## [Directions for this task]
Check every line of the data for the string "shorts" and copy the ones that have it.

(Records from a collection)
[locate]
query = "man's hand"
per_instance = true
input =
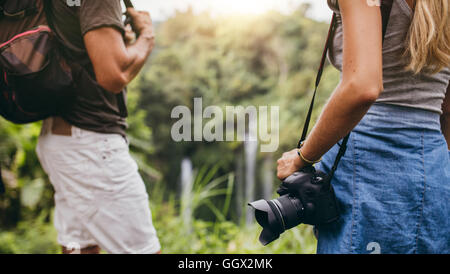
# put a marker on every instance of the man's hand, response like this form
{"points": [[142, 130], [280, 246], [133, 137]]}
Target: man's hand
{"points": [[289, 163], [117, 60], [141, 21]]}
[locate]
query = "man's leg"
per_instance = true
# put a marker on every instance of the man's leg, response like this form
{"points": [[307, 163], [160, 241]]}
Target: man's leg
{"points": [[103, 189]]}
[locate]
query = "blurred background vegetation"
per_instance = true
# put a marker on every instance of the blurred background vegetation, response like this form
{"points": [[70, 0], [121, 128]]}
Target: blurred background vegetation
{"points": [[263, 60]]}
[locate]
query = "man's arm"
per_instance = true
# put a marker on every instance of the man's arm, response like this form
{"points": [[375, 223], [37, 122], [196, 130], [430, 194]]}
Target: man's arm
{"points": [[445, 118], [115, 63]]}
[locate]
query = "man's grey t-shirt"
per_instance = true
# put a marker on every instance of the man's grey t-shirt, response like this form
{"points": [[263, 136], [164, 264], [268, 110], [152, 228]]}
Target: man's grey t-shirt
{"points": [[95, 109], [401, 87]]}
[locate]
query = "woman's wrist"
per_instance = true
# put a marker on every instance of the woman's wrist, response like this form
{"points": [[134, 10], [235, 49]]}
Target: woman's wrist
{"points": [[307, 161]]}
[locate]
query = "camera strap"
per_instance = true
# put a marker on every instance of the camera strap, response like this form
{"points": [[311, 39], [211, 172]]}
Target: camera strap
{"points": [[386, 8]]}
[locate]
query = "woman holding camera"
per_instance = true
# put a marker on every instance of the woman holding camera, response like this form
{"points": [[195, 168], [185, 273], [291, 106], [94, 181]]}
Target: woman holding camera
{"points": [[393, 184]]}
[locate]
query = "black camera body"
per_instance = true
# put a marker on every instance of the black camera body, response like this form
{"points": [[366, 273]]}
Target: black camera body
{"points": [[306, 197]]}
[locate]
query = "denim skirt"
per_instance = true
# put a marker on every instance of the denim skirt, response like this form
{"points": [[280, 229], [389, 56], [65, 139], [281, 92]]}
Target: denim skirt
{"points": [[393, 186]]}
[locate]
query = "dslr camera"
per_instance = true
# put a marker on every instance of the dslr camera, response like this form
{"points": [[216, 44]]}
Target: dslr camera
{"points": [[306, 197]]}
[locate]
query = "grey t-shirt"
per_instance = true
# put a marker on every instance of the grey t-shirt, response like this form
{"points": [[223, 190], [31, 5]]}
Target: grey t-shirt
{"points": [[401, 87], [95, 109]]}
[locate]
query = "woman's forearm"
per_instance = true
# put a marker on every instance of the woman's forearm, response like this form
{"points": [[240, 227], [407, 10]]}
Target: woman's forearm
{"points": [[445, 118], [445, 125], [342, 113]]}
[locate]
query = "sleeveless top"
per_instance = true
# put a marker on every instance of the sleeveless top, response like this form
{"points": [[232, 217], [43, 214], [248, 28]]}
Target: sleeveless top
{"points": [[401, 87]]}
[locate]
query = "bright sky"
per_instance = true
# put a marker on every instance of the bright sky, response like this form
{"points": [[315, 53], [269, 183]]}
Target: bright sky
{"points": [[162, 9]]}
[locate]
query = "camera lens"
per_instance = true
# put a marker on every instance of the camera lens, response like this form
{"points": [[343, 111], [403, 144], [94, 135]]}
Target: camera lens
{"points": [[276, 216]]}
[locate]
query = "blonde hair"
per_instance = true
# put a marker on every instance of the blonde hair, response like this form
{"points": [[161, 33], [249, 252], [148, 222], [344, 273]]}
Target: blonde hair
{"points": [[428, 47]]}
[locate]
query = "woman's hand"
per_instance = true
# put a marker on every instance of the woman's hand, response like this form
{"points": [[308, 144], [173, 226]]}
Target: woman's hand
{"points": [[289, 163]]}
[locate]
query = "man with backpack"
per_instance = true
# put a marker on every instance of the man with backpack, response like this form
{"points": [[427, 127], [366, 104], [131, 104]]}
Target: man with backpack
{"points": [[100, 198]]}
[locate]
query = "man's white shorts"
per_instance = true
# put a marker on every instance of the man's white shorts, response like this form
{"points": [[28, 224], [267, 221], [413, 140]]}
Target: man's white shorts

## [Output]
query = "man's white shorts"
# put a marker on every instance of the man's white shorts, response like this form
Target: man's white shorts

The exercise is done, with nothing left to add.